**Recorded data:**
╔══
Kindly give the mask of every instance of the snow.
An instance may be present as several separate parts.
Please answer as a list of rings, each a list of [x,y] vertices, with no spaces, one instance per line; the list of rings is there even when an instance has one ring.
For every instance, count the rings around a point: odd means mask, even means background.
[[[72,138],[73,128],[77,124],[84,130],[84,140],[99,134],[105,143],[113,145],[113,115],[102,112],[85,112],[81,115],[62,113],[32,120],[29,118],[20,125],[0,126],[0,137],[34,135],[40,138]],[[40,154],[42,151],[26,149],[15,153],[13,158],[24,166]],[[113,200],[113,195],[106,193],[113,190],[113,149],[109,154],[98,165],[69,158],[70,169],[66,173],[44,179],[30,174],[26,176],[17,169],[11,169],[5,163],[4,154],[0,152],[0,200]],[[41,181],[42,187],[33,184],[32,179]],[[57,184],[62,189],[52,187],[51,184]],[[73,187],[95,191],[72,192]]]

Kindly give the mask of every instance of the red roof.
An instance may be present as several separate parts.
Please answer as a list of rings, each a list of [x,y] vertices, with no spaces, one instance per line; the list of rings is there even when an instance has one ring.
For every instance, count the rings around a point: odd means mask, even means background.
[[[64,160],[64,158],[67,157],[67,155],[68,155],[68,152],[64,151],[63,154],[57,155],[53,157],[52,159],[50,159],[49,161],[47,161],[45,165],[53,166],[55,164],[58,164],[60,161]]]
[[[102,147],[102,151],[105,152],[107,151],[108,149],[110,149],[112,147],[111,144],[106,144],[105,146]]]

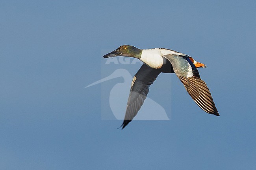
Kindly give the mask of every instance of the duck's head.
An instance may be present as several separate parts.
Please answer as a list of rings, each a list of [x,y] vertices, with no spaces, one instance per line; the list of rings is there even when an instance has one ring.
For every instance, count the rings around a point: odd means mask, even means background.
[[[117,56],[130,57],[139,58],[142,50],[129,45],[124,45],[119,47],[111,53],[103,56],[104,58],[113,57]]]

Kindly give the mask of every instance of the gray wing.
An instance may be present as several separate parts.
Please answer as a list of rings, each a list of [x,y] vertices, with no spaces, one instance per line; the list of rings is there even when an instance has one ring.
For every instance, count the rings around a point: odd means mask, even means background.
[[[134,77],[127,102],[123,129],[137,114],[147,97],[148,88],[161,72],[143,64]],[[121,126],[120,126],[121,127]]]
[[[206,113],[219,116],[207,85],[189,57],[173,55],[163,57],[170,61],[174,72],[197,105]]]

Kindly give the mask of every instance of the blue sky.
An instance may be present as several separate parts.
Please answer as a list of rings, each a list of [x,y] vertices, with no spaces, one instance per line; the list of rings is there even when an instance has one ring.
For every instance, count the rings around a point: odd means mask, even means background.
[[[255,1],[91,1],[0,2],[0,169],[254,169]],[[208,64],[221,116],[162,74],[148,97],[170,121],[102,120],[102,87],[122,79],[84,87],[125,44]]]

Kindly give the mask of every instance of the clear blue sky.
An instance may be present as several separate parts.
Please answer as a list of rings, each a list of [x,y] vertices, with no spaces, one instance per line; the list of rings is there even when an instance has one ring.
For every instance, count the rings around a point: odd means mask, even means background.
[[[0,2],[0,169],[255,169],[256,1],[91,1]],[[162,74],[149,97],[170,121],[102,120],[101,87],[121,79],[84,87],[125,44],[208,64],[221,116]]]

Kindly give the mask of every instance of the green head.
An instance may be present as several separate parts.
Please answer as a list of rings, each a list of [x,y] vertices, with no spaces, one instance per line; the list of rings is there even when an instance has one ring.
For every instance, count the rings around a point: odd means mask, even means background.
[[[104,58],[113,57],[116,56],[130,57],[139,58],[142,53],[142,50],[128,45],[121,46],[117,49],[103,56]]]

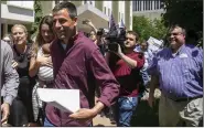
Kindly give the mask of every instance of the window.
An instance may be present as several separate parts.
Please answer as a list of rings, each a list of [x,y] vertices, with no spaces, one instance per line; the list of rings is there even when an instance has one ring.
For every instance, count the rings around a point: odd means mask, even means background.
[[[108,17],[110,15],[110,9],[108,9]]]

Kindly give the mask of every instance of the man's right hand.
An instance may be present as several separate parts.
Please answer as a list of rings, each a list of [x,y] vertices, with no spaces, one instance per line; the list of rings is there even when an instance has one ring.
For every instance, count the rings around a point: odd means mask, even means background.
[[[148,104],[149,104],[149,106],[151,108],[153,108],[154,103],[155,103],[154,96],[153,95],[149,95]]]
[[[39,56],[36,57],[36,62],[43,66],[53,66],[51,56]]]
[[[9,114],[10,114],[10,106],[8,103],[3,103],[1,105],[1,114],[2,114],[1,124],[4,124],[8,121]]]

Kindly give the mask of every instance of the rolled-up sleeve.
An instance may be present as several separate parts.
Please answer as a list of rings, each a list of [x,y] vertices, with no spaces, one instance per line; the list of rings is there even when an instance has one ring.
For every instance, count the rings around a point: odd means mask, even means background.
[[[19,86],[19,75],[17,71],[11,66],[13,60],[13,53],[9,45],[6,45],[3,55],[3,89],[4,96],[3,102],[12,104],[12,100],[17,97]]]
[[[116,81],[99,50],[95,50],[92,53],[90,70],[101,87],[101,95],[98,100],[109,107],[119,95],[119,83]]]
╚══
**What is required:**
State how many lines of the records above contain the string "blue". Give only the number.

**Complete answer:**
2